| TRY IT |
Below are records; how many of their lines contain "fillet"? Give the number and no other words.

| TASK DATA |
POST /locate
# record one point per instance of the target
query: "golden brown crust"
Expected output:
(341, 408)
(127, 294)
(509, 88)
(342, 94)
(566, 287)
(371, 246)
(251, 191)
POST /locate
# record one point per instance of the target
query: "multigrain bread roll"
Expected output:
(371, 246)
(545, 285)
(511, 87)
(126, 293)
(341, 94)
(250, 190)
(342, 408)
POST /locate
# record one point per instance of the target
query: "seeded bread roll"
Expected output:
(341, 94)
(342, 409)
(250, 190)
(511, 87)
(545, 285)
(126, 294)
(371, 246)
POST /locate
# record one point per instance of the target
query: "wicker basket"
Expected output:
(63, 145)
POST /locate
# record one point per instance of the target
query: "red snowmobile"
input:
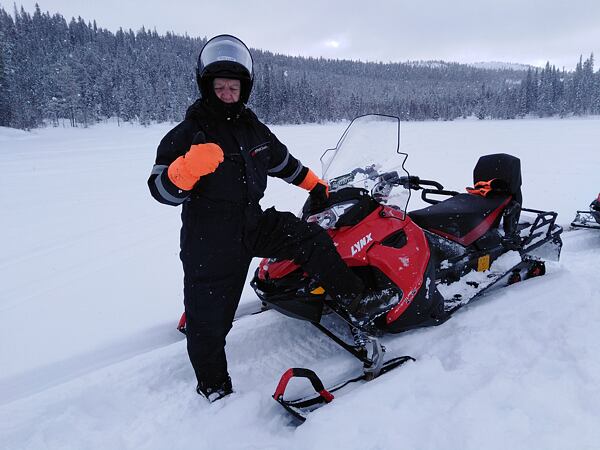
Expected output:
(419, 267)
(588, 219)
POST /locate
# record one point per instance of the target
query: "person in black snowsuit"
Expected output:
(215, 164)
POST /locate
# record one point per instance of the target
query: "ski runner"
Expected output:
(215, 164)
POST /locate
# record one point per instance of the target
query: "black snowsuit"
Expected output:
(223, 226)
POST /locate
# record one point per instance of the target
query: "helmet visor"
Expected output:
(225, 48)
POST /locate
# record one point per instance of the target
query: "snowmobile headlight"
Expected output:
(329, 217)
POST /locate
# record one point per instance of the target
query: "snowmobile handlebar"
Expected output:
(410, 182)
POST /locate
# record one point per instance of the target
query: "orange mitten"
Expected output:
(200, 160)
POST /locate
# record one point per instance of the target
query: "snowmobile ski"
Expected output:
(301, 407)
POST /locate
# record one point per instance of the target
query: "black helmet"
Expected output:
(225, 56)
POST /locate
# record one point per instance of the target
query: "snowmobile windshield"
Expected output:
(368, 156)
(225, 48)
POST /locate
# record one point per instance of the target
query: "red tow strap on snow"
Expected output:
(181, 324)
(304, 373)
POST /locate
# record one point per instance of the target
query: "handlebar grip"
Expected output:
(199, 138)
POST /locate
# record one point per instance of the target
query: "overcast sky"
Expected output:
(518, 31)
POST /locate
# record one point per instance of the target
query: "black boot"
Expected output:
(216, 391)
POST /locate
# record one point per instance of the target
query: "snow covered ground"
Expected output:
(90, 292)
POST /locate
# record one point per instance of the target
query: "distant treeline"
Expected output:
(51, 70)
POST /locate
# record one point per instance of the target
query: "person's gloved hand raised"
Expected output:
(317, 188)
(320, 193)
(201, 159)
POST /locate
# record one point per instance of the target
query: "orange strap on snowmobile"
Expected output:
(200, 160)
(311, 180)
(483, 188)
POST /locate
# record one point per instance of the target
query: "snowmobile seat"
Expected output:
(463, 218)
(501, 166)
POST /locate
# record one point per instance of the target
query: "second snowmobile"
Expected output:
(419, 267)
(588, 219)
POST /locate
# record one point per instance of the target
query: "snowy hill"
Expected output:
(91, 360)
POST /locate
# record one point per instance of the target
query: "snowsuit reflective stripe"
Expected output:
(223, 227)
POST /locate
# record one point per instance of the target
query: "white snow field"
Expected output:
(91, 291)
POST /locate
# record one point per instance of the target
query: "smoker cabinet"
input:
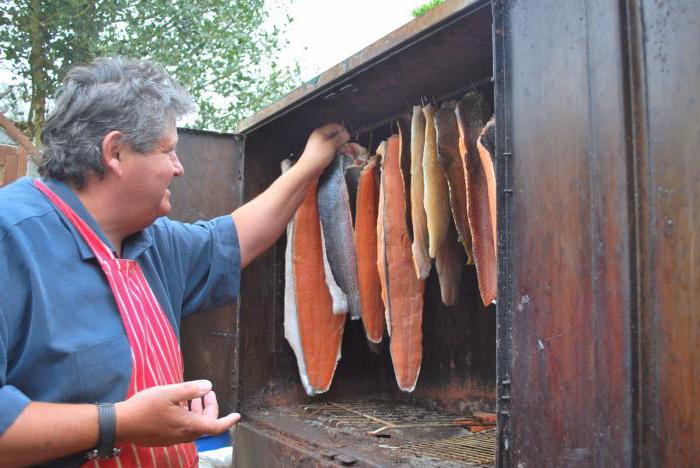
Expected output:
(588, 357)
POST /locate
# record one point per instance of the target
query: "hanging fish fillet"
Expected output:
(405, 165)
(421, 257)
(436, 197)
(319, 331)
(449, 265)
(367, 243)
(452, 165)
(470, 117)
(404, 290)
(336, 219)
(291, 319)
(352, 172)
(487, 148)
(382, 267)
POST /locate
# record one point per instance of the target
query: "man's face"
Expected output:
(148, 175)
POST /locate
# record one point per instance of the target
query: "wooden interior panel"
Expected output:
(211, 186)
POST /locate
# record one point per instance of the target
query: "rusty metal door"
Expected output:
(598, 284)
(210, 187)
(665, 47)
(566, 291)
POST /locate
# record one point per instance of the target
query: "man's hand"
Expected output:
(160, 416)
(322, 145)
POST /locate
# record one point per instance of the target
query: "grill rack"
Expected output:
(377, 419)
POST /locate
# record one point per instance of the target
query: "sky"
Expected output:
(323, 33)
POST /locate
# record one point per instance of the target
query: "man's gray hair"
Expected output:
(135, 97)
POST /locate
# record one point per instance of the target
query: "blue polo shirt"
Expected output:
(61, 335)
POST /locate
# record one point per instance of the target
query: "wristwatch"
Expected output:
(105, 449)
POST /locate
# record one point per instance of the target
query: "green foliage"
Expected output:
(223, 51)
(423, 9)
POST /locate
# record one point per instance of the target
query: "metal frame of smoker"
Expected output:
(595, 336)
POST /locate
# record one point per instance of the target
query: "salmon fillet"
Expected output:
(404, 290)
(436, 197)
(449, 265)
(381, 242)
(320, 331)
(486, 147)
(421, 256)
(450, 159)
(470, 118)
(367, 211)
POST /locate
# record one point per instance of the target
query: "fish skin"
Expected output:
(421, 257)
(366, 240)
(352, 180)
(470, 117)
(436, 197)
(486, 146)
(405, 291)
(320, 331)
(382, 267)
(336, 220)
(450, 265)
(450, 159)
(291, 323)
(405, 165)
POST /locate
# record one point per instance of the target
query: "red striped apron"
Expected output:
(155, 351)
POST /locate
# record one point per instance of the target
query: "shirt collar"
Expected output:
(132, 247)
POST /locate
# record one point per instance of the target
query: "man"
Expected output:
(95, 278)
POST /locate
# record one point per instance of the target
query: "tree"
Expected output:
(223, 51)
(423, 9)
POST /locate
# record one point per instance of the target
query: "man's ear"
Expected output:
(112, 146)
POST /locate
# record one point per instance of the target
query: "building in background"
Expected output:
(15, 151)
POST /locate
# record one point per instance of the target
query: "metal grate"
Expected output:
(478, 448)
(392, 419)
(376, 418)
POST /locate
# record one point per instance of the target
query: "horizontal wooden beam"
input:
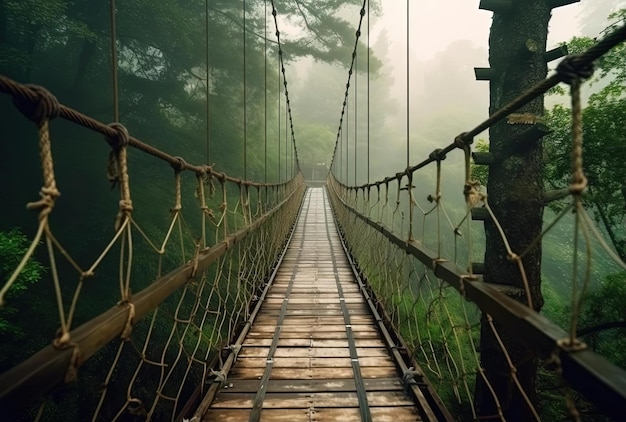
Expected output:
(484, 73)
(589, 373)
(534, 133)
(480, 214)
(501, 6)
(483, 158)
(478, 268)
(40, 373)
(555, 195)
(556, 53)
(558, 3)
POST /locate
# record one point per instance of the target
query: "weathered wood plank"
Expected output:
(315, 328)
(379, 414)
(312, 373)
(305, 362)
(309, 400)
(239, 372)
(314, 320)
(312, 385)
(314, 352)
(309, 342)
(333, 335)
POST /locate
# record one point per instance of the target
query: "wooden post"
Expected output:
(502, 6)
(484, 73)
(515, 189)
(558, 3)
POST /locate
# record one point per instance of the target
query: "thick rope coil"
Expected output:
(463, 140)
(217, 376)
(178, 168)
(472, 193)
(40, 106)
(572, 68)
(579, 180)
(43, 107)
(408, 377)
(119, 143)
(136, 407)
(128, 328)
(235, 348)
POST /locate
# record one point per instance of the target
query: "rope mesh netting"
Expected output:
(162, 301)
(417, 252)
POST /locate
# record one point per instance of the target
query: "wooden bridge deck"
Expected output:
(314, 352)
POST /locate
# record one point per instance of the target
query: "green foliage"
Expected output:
...
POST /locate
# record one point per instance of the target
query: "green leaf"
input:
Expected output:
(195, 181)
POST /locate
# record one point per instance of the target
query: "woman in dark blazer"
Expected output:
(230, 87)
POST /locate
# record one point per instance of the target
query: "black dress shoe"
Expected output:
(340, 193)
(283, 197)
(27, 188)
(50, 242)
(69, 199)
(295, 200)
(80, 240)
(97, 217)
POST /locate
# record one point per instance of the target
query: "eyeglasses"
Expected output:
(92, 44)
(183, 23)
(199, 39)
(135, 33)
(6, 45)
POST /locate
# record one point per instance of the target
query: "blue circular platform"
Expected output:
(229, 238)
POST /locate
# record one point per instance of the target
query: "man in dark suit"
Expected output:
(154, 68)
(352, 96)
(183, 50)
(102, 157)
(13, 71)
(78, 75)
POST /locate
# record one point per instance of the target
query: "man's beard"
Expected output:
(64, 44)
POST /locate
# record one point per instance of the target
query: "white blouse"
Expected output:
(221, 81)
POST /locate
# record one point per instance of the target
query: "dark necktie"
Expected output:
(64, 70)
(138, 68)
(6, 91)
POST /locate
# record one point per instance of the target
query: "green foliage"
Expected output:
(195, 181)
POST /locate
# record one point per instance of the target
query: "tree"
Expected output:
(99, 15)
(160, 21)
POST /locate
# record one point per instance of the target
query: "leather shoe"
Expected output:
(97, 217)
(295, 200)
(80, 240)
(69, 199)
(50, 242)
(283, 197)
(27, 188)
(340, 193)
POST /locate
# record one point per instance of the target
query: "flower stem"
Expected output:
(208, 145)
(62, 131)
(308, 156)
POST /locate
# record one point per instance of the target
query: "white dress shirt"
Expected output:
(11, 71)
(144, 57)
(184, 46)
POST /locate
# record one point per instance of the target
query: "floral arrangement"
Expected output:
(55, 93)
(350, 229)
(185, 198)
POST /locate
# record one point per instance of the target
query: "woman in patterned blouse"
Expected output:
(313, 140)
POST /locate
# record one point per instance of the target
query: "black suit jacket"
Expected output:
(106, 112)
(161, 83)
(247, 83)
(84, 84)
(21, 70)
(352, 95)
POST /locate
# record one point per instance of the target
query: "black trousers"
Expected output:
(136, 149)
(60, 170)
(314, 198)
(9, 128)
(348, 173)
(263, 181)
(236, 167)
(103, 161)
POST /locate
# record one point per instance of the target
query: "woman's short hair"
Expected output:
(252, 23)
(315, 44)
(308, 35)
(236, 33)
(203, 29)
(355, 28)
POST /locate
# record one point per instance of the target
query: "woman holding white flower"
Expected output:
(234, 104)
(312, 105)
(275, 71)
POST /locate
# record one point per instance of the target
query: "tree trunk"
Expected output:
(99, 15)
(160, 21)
...
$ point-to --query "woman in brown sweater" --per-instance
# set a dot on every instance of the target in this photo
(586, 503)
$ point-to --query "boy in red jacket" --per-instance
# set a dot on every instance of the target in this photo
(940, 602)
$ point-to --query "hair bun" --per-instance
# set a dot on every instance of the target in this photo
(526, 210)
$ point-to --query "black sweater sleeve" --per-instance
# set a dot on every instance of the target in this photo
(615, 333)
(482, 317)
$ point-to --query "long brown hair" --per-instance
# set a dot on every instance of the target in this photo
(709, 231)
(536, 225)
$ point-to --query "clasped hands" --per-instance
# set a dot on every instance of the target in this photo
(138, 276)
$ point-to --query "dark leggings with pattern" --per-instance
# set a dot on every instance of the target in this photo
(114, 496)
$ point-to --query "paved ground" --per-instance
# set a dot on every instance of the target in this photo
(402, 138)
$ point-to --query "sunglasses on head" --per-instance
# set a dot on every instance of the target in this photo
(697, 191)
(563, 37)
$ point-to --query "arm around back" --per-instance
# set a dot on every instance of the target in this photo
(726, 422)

| RESULT |
2